● **Problem requirements**: Filter the records below for the word "TARGET". Copy each line that holds it.

(Dataset entries)
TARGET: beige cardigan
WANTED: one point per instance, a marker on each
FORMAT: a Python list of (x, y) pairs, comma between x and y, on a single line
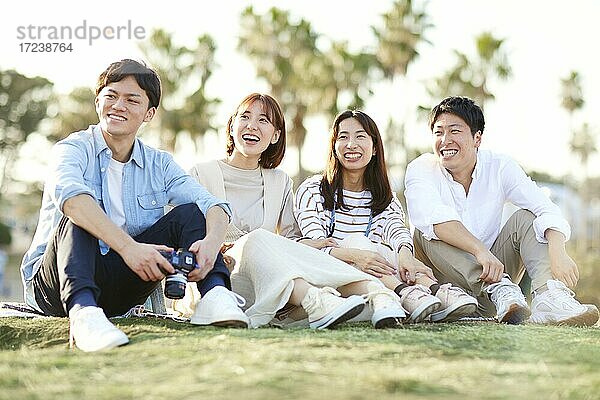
[(278, 216)]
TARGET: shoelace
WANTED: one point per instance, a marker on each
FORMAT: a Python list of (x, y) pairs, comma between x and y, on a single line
[(420, 288), (241, 301), (503, 292), (562, 292), (389, 295)]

● **Output of the exercise**:
TARGET: beige cardigan
TARGET: shoelace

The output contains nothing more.